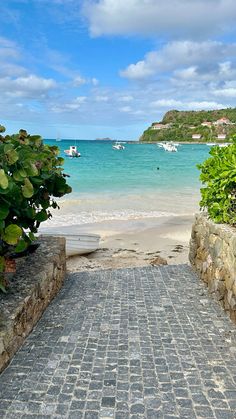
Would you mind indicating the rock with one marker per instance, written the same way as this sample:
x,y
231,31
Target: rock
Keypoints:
x,y
158,261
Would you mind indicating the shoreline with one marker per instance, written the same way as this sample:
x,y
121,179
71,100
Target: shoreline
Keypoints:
x,y
133,243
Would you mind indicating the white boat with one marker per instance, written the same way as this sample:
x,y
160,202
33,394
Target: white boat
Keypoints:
x,y
77,244
168,146
72,151
224,145
118,146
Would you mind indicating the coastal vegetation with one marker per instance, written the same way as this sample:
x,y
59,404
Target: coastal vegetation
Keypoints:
x,y
31,175
218,174
190,126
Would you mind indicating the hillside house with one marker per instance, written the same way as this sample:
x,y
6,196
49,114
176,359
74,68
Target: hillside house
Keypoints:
x,y
160,126
206,124
221,136
222,121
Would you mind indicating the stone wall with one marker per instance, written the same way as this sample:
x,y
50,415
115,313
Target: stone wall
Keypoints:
x,y
37,280
213,256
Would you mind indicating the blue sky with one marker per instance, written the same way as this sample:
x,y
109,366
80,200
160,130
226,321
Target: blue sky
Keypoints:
x,y
98,68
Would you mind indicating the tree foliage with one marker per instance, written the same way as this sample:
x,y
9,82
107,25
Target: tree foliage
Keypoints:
x,y
183,124
218,174
31,175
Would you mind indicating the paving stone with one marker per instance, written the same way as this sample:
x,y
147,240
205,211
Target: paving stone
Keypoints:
x,y
126,344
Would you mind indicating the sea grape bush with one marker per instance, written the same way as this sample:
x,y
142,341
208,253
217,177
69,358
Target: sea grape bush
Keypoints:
x,y
31,175
218,174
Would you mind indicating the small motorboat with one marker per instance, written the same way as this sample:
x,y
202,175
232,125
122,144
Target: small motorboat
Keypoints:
x,y
77,244
72,151
118,146
168,146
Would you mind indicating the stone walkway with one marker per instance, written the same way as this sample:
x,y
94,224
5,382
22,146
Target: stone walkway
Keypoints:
x,y
129,343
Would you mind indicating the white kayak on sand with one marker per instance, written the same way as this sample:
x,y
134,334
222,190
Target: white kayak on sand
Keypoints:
x,y
77,244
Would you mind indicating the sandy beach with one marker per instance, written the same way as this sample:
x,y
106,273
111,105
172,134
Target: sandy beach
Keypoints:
x,y
141,242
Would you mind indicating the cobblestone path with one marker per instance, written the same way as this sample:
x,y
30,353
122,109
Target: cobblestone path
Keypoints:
x,y
128,343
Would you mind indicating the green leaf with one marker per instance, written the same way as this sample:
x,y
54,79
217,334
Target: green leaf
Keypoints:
x,y
2,287
4,211
2,264
3,179
12,234
41,216
31,236
12,156
21,246
32,170
27,189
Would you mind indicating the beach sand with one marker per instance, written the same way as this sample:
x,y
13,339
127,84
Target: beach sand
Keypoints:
x,y
140,242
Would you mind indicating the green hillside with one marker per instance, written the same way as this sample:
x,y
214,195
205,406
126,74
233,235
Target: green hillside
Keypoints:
x,y
182,125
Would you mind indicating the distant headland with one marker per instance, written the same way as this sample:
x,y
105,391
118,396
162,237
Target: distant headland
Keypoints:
x,y
193,126
104,139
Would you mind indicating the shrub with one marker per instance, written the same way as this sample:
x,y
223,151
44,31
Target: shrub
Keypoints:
x,y
218,173
31,175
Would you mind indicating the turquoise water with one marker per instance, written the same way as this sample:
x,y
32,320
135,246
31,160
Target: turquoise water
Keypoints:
x,y
141,180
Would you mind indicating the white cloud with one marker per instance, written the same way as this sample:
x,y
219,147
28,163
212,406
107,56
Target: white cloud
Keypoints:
x,y
78,81
167,103
204,105
125,109
227,92
186,59
30,86
72,105
101,98
181,18
94,81
126,98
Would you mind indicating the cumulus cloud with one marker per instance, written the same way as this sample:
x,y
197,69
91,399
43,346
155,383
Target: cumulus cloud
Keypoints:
x,y
185,59
30,86
78,81
101,98
70,106
185,105
125,98
181,18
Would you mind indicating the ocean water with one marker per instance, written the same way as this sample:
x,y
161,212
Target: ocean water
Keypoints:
x,y
140,181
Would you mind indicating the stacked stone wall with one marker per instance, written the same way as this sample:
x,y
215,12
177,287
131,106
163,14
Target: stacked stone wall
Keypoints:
x,y
213,255
37,280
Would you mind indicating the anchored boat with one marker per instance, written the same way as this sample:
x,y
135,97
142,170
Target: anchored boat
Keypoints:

WHAT IS REQUIRED:
Output every entry verbatim. Pictures do not belong in the copy.

TASK RESPONSE:
Would you mind indicating the rock with one marker per instance, written the same way as this sample:
x,y
231,31
Target: rock
Keypoints:
x,y
158,261
Would you mind indicating the shoreline with one marker per instance, written the same way as this sample:
x,y
121,179
71,100
Target: shoreline
Keypoints:
x,y
133,243
Would you mind indicating the white boat with one marker per instance, written the same way as this sample:
x,y
160,202
33,394
Target: white boat
Keypoints:
x,y
77,244
168,146
72,151
224,145
118,146
Would you mind indicating the coastal vegetation with one marker per instance, written the same way as this sample:
x,y
59,404
Target: coastal vegetation
Keypoints:
x,y
31,175
218,174
190,126
Would you mind indicating the hillside house with one marker per instance, written the same way as this sample:
x,y
6,196
49,114
176,359
74,68
Target: hillside house
Keypoints:
x,y
160,126
206,124
221,136
222,121
Would you mind indicating the stone wall with one marker per instance, written the same way as this sample:
x,y
50,415
115,313
Target: stone wall
Keypoints:
x,y
37,280
213,256
Would you mind indicating the blue sky with one marker per instance, written the same way as this sample:
x,y
109,366
80,200
160,130
226,321
Target: blue sky
Keypoints:
x,y
98,68
Would you mind indicating the tree foliage with one marker per instance, written the same way as this sample:
x,y
9,82
107,25
Target: tree foliage
Keypoints:
x,y
183,124
218,174
31,175
Would you mind indicating the paving stone with one marker per instance, written the same way as this sample:
x,y
147,240
205,211
Target: paving stone
Keypoints:
x,y
126,344
Would you mind indicating the sea grape bush with one marker per instance, written the same way as this sample:
x,y
142,341
208,253
217,177
69,358
Target: sea grape bush
Keypoints:
x,y
31,175
218,174
Would you mind indicating the small motorboat with one marker per instance, written the same way as this sample:
x,y
202,175
232,125
122,144
Target: small motorboat
Keypoints:
x,y
77,244
72,151
118,146
168,146
Would you mind indicating the stone walkway with one marker per instance, written the same way as this sample:
x,y
94,224
5,382
22,146
Target: stone walkway
Keypoints:
x,y
129,343
Would you mind indicating the white kayak on sand with one marker per instance, written the same way as this sample:
x,y
134,334
222,190
Target: white kayak on sand
Keypoints:
x,y
77,244
Would you mind indicating the sandy beach with one marker per instance, written the same way as this sample:
x,y
106,273
111,105
172,134
Target: sandy beach
Keypoints:
x,y
141,242
Would you mind indicating the cobblestone path with one marker per instance, written the same way as this sample:
x,y
30,353
122,109
Target: cobblestone path
Keypoints:
x,y
128,343
Would you mind indicating the green leaf with one marker per instance, written the same way as this sample:
x,y
54,79
217,334
Target: green leaf
Keypoints:
x,y
2,287
4,211
2,264
3,179
12,234
41,216
31,236
12,156
21,246
32,170
27,189
Would you mind indicating the beach sand with one marker per instance, written the same way as this sample:
x,y
13,339
127,84
Target: beach sand
Keypoints:
x,y
140,242
Would you mind indicating the green hillside with one marker per instance, written the same way as this sample:
x,y
214,195
205,406
126,74
233,235
Target: green hillside
Keypoints:
x,y
182,125
Would you mind indicating the distant headland with one marker per instance, written the same way as this sample:
x,y
105,391
118,396
162,237
Target: distant headland
Keypoints:
x,y
193,126
104,139
Would you mind indicating the shrub with one marker per instance, written the same way as this sample:
x,y
223,151
44,31
Target: shrub
Keypoints:
x,y
218,173
31,175
Would you mind indicating the turquoise water with one marker per instance, written the same way as this sample:
x,y
32,320
135,246
31,160
Target: turquoise water
Keypoints:
x,y
141,180
Would you mind indicating the white cloud with one marker per instance, written the same way as this sample:
x,y
219,147
28,163
212,406
107,56
Target: white cloud
Keypoints:
x,y
78,81
167,103
204,105
125,109
227,92
186,59
30,86
72,105
101,98
181,18
94,81
126,98
Would you mind indicating the cumulus cloud with one marker per instance, written the same way as this sample:
x,y
197,69
91,399
43,346
155,383
Target: cumulus cloud
Keypoints:
x,y
185,59
30,86
78,81
101,98
70,106
185,105
125,98
181,18
Would you mind indicating the ocean water with one marker per instance, written the same way as this sample:
x,y
161,212
Target: ocean water
Keypoints:
x,y
140,181
Would you mind indicating the stacked stone wall with one marker per instance, written the same way as this sample:
x,y
215,12
177,287
131,106
163,14
Target: stacked stone wall
Keypoints:
x,y
213,255
37,280
Would you mind indicating the anchored boat with one marker per instance, written the same way as this sample:
x,y
135,97
142,170
Target: anchored boat
Keypoints:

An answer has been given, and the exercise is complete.